**Short problem:** Reproduce each line, exactly, from the one containing "ponytail. Tag each instance with a single point." through the end of the material. Exclude pictures.

**Input rows:**

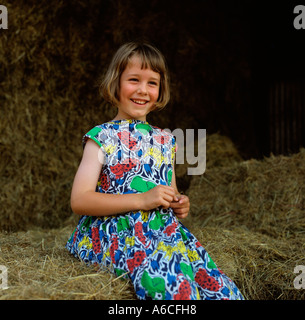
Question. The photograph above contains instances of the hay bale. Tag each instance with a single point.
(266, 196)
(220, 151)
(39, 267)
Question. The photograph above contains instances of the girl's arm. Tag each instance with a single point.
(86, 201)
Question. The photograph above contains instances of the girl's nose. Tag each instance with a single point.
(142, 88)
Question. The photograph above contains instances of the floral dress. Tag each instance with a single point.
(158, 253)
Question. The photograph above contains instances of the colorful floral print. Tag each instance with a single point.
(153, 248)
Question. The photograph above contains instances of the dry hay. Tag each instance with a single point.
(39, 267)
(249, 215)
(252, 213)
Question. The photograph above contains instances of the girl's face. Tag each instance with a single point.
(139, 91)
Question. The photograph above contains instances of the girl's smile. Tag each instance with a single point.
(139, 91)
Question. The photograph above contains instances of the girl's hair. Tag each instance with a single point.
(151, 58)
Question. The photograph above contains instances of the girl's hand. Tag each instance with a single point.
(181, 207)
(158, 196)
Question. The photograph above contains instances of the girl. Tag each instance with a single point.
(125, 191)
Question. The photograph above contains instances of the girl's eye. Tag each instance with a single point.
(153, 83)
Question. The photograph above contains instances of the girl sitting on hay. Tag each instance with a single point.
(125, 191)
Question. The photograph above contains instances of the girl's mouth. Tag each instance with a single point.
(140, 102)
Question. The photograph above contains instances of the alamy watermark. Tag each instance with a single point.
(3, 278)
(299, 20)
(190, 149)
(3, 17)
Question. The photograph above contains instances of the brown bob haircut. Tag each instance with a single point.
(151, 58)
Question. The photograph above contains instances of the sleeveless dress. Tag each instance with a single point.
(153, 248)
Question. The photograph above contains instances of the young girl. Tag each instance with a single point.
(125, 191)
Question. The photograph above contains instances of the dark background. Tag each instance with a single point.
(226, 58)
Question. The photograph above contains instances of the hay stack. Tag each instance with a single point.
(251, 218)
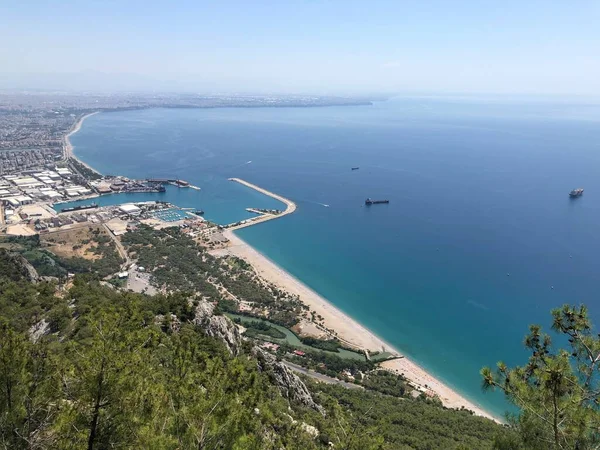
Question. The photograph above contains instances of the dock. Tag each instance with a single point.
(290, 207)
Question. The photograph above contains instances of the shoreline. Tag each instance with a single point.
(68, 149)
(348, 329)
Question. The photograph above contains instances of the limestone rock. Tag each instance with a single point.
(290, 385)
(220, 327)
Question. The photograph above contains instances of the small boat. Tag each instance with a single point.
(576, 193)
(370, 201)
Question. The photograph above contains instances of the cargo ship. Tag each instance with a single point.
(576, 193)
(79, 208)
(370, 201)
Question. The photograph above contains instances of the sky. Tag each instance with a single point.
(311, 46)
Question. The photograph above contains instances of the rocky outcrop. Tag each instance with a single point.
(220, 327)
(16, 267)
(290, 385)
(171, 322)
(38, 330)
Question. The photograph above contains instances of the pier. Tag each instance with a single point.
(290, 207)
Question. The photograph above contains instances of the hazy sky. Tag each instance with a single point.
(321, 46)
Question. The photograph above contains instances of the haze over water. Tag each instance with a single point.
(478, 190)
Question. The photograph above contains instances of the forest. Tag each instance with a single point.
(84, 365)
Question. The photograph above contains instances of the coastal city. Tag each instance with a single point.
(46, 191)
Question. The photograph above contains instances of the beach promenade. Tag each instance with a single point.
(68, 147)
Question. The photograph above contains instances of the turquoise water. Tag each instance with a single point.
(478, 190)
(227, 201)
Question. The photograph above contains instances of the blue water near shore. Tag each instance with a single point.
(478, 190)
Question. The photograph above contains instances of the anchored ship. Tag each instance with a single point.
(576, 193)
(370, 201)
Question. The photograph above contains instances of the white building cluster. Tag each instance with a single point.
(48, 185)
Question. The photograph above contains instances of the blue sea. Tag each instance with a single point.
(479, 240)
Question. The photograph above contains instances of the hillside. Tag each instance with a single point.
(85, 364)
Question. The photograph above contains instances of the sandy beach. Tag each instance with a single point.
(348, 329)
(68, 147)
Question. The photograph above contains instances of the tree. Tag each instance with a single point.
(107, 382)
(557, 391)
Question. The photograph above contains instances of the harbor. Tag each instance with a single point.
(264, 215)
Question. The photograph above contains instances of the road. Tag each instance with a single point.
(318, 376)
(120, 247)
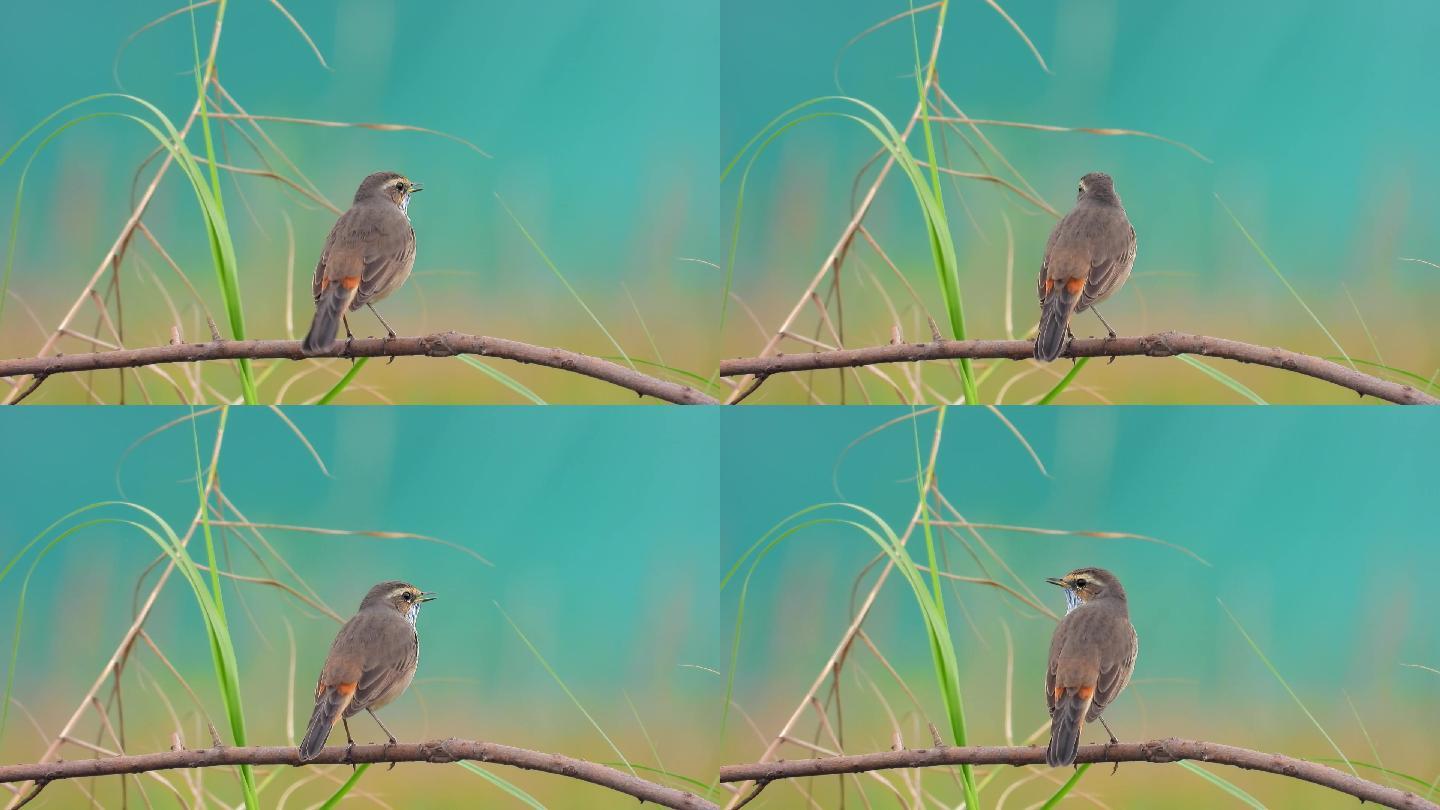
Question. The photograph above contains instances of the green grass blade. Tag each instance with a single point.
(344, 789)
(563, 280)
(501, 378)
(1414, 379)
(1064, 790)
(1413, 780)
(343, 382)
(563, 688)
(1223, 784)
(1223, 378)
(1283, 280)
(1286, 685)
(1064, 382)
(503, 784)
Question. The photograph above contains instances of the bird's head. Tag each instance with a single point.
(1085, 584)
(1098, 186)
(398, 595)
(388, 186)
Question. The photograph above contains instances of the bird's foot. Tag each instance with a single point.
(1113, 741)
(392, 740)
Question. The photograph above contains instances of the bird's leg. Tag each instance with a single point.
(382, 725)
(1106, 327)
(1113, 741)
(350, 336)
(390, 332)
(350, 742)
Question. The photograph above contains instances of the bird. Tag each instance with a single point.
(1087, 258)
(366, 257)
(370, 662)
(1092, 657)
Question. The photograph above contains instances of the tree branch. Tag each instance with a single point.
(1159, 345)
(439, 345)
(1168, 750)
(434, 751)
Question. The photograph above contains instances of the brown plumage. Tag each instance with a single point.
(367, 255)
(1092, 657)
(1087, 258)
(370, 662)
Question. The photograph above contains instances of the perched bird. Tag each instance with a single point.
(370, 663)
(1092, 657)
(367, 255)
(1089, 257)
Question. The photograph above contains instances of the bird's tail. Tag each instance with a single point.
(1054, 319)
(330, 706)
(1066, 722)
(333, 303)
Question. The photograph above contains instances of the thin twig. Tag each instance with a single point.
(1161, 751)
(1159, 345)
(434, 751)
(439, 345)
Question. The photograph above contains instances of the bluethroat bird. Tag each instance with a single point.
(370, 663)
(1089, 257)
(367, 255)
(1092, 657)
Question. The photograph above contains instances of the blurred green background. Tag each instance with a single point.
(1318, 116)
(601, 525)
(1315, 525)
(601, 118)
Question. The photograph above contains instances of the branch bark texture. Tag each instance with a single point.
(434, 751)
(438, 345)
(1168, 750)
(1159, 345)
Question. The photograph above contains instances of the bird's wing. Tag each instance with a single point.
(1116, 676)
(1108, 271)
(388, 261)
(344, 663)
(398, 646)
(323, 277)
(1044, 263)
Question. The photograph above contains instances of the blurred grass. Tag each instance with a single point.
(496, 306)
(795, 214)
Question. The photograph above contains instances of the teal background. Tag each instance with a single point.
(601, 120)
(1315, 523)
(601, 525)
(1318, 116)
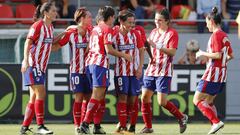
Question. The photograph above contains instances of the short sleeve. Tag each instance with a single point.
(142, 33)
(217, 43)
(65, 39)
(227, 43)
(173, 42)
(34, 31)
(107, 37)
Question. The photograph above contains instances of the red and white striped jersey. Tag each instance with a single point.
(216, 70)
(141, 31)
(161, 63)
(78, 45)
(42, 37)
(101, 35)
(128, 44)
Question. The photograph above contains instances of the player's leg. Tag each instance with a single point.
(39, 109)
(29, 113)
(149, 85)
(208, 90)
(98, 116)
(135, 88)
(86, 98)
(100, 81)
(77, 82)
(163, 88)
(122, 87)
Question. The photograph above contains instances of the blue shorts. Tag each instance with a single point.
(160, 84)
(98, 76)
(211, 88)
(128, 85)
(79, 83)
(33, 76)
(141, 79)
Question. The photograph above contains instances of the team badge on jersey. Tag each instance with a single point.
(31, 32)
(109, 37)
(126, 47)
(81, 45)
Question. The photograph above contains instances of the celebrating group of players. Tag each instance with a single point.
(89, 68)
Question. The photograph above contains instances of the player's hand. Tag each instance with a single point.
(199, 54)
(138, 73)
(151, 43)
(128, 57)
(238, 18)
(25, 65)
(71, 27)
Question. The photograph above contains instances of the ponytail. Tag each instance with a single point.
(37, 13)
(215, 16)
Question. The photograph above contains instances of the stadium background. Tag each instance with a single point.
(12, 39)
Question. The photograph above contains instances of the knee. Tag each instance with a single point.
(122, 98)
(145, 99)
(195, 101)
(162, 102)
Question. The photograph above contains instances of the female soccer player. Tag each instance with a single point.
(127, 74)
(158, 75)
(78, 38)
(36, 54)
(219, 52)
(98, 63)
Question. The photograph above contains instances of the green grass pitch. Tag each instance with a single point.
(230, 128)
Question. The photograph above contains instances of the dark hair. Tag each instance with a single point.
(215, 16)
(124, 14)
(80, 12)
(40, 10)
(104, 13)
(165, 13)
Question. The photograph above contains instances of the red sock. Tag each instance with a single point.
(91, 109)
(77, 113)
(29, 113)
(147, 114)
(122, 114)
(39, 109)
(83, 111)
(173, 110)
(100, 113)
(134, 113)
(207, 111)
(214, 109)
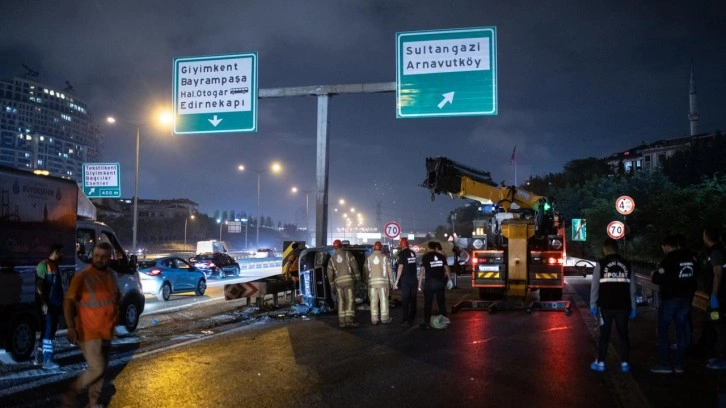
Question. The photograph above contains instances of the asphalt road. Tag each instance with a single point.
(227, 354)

**Output for this exercise:**
Question. The photograph above contains instances of the ponytail. Tag each instance with a single point.
(37, 13)
(215, 16)
Question. The photograph above contains instances of the stadium background. Tag each instance with a single point.
(12, 39)
Question. The photograph above contains instances of the knee. Tag each instance with a single point.
(122, 98)
(145, 99)
(195, 101)
(162, 102)
Question. The photograph above contains instances of the female soccer player. Tag each instance with a single point.
(127, 74)
(158, 75)
(78, 38)
(36, 54)
(219, 52)
(98, 63)
Question. The photograph above contains instances of the green grass pitch. Tag each instance with a single point.
(230, 128)
Question. The photograph above contains instances of the dark hair. Tag each instance with a single point.
(215, 16)
(124, 14)
(80, 12)
(40, 10)
(104, 13)
(165, 13)
Question. The photograph above contains instances of the red sock. Tag each instance with a single point.
(91, 109)
(77, 113)
(29, 113)
(147, 114)
(122, 114)
(39, 109)
(83, 111)
(173, 110)
(100, 113)
(134, 113)
(207, 111)
(214, 109)
Question. The photograph above contains instances of the asphalt road. Tag each instance with a single point.
(227, 354)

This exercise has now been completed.